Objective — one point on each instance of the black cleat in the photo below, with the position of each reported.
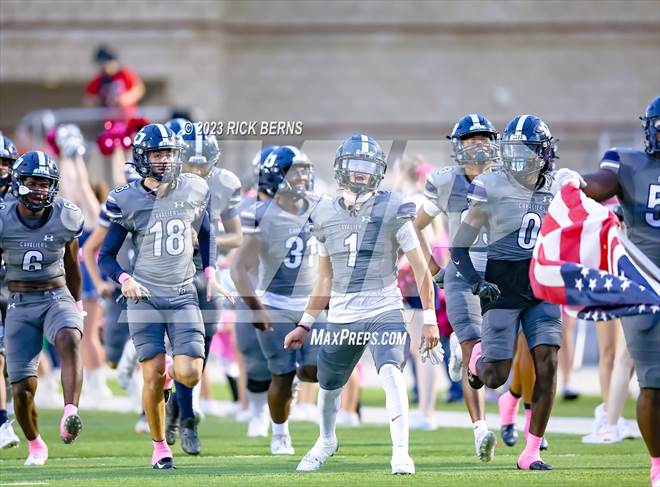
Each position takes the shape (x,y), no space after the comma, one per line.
(189,438)
(171,422)
(474,381)
(537,465)
(164,464)
(509,434)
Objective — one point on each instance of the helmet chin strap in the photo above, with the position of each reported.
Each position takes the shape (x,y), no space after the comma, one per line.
(352,199)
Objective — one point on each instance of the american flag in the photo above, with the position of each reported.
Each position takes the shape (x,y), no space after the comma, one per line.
(580,261)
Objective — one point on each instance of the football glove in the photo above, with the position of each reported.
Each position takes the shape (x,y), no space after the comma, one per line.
(434,355)
(487,291)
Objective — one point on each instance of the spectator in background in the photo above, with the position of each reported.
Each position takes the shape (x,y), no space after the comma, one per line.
(118,88)
(114,86)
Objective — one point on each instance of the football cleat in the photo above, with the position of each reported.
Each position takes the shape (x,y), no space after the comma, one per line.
(171,422)
(484,445)
(281,445)
(165,463)
(455,359)
(70,428)
(402,464)
(8,438)
(189,438)
(317,456)
(509,434)
(537,465)
(37,458)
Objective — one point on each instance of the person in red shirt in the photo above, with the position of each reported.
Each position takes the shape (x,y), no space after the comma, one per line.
(115,86)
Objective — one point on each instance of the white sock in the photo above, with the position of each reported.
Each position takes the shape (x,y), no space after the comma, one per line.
(479,427)
(328,408)
(281,429)
(396,402)
(257,403)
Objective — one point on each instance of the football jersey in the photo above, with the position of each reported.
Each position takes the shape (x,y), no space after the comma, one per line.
(446,192)
(514,213)
(288,258)
(161,227)
(38,254)
(639,177)
(362,246)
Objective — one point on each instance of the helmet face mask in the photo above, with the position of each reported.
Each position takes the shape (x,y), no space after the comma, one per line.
(651,125)
(157,138)
(360,164)
(35,180)
(286,170)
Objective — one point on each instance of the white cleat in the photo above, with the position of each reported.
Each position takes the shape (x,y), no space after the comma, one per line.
(484,445)
(8,438)
(604,435)
(258,426)
(317,456)
(402,464)
(455,359)
(281,445)
(38,458)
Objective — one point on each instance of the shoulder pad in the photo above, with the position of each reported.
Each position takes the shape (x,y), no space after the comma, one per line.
(72,216)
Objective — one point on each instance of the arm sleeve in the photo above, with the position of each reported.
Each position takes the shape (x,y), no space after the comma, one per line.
(611,161)
(460,253)
(206,237)
(406,237)
(108,254)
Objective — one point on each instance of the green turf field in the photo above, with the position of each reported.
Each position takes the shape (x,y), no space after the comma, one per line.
(109,453)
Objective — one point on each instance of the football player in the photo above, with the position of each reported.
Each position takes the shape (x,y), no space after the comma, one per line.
(257,374)
(201,154)
(511,203)
(38,237)
(633,175)
(474,144)
(8,156)
(161,211)
(280,243)
(359,233)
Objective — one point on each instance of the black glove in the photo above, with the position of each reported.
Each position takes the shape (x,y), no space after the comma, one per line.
(439,278)
(487,291)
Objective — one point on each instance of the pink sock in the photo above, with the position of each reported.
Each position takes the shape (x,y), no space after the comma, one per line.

■ DIRECTIONS FOR THIS TASK
Convert every one of the rows above into a numbered list, skipping blank lines and leaving out the pictures.

■ RESULT OF THIS EXERCISE
1. Objective — one point on each instance of the black cleat in the photo below, with the position of each reported.
2. Each position takes the shape (x,y), no space after the comma, one per line.
3. (189,438)
4. (171,422)
5. (474,381)
6. (537,465)
7. (164,464)
8. (509,434)
9. Objective — one point on each instance of the helmet chin strap in the photo above, with the position of each reported.
10. Each position takes the shape (x,y), no space after the comma, one per line.
11. (352,199)
12. Objective — one point on each instance of the american flag in the photo above, with the position of each reported.
13. Each position takes the shape (x,y), no space after the comma, one per line.
14. (580,261)
15. Objective — one point on each instance of the football glove in the photo above, with the position of each reported.
16. Each position takes the shape (x,y), no space after the comma, one per line.
17. (434,355)
18. (487,291)
19. Objective — one point on each instance of the spectator in background in the photo above, with the position of each reported.
20. Each position takes the shape (x,y), no space after the comma, one per line.
21. (118,88)
22. (114,86)
23. Objective — one point on each instance of the football cleat in the photo above, with the position of each reported.
24. Each position takes the shape (x,y), no space after the comma, one per line.
25. (171,422)
26. (484,445)
27. (281,445)
28. (165,463)
29. (455,359)
30. (70,428)
31. (402,464)
32. (8,438)
33. (189,438)
34. (317,456)
35. (509,434)
36. (537,465)
37. (37,458)
38. Objective — one point on each instance of the person in red shirt in the photo above, with the position of each reported.
39. Each position takes the shape (x,y), no space after the comma, one per line.
40. (115,86)
41. Objective — one point on each instance of the white sock in the photo above, with the position of each reported.
42. Each position takes the shape (x,y), no space after the comma, one per line.
43. (479,427)
44. (328,408)
45. (281,429)
46. (396,402)
47. (257,403)
48. Objective — one point on each instance of the football jersey in the photo above, with the position of each reported.
49. Each position takes the shape (x,y), no space after the comma, one per line.
50. (446,192)
51. (514,213)
52. (288,258)
53. (161,227)
54. (38,254)
55. (639,177)
56. (362,246)
57. Objective — one point on each instance of the helmet face mask in the photo above, with the position of each reported.
58. Each position takes the shape (x,y), no space after the comma, one per line.
59. (651,125)
60. (157,138)
61. (360,164)
62. (35,180)
63. (286,170)
64. Objective — one point on each instance of the white cleat in the photo above, with the position of each reported.
65. Each position takes the shape (x,y), no space after the comma, one per line.
66. (484,445)
67. (8,438)
68. (604,435)
69. (258,426)
70. (317,456)
71. (402,464)
72. (455,359)
73. (281,445)
74. (38,458)
75. Objective — one point on each instance of the shoulder pad in the photo above, with the position of each reported.
76. Each position takes the shape (x,y), no space after the comma, one per line.
77. (72,216)
78. Objective — one point on each instance of the arm sleeve in the photo above, with the position of each reported.
79. Each position takes the shape (x,y), no space after the comma, one per line.
80. (611,161)
81. (460,253)
82. (206,237)
83. (406,237)
84. (108,254)
85. Objective — one point on each instance of the green turf field in the photo above, with the position of each reported.
86. Each position takes the shape (x,y), no space after the comma, one per line.
87. (109,453)
88. Objective — one point on each instance of the football player in the photo above, with the position of each reported.
89. Each position takes the shape (x,y), no space after the comma, one per line.
90. (257,374)
91. (201,154)
92. (511,203)
93. (38,237)
94. (633,175)
95. (474,144)
96. (8,156)
97. (161,211)
98. (280,243)
99. (359,233)
100. Objective — one point on each instance of the black glove in the photo above, with the position of each reported.
101. Each position takes the shape (x,y), no space after the comma, one per line.
102. (439,278)
103. (487,291)
104. Objective — one point on each instance of the pink sock in the photo above, with the position of each reported.
105. Each position takes the shape (x,y), no space after the comma, one per line.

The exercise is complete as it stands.